----- DATA PROVIDED -----

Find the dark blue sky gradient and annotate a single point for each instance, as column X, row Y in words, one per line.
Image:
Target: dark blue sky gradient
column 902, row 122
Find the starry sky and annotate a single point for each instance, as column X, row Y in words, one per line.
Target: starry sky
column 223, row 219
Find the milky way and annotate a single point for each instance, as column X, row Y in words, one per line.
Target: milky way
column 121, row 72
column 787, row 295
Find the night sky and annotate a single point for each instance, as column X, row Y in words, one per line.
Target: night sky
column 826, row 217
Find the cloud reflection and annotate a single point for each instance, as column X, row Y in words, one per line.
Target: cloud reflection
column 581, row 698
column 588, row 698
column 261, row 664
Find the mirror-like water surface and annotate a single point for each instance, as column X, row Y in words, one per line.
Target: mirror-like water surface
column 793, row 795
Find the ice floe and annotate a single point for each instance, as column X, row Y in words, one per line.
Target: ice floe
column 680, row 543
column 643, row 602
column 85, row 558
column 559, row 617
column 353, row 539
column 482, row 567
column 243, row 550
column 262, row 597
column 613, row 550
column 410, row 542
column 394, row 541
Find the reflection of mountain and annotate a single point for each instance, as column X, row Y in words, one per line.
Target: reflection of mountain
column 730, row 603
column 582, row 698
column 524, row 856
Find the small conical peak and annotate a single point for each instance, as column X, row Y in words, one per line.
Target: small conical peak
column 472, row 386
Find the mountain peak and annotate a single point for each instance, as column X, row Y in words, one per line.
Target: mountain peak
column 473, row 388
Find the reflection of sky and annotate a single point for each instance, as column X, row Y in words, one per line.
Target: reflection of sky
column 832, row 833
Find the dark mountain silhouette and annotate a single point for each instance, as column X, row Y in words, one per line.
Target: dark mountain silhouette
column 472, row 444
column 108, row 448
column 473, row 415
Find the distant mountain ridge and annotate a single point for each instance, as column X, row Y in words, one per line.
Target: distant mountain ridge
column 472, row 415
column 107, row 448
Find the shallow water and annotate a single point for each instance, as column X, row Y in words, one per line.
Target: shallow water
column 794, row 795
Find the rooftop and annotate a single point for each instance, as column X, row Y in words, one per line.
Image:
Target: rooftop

-----

TASK INSTRUCTIONS:
Reproduce only the lines between the line containing "Find the ice" and the last line of the records, those two lines included, exactly.

COMPLETE ANSWER:
Find the ice floe and annotate a single point for each instance, as column X, row Y in words, one per line.
Target: ice floe
column 680, row 543
column 643, row 602
column 85, row 558
column 559, row 617
column 353, row 539
column 482, row 567
column 243, row 550
column 262, row 597
column 613, row 550
column 410, row 542
column 394, row 541
Find the reflection of mountain and annotate a single point for each instance, as column X, row Y in words, one per line.
Target: reflection of mountain
column 730, row 603
column 582, row 698
column 524, row 856
Find the small conical peak and annotate a single point for each instance, as column X, row Y in words, one per line.
Target: small conical peak
column 472, row 386
Find the mountain peak and annotate a single point for each instance, as column X, row Y in words, one per line.
Target: mountain peak
column 473, row 388
Find the reflection of sky and annotate a single point for each instance, as column X, row Y in words, one per line.
Target: reflection of sky
column 832, row 833
Find the dark mountain silhouette and annotate a single point for each instance, as column X, row Y in words, one per line.
Target: dark mountain silhouette
column 472, row 444
column 108, row 448
column 473, row 415
Find the distant mountain ridge and annotate a single point for each instance, as column X, row Y in words, one per line.
Target: distant mountain ridge
column 472, row 415
column 107, row 448
Find the shallow water and annotate a single point for each instance, as column X, row Y in words, one per line.
Target: shallow water
column 794, row 795
Find the rooftop and annotate a single point for each instance, as column X, row Y in words, one per line.
Image:
Target: rooftop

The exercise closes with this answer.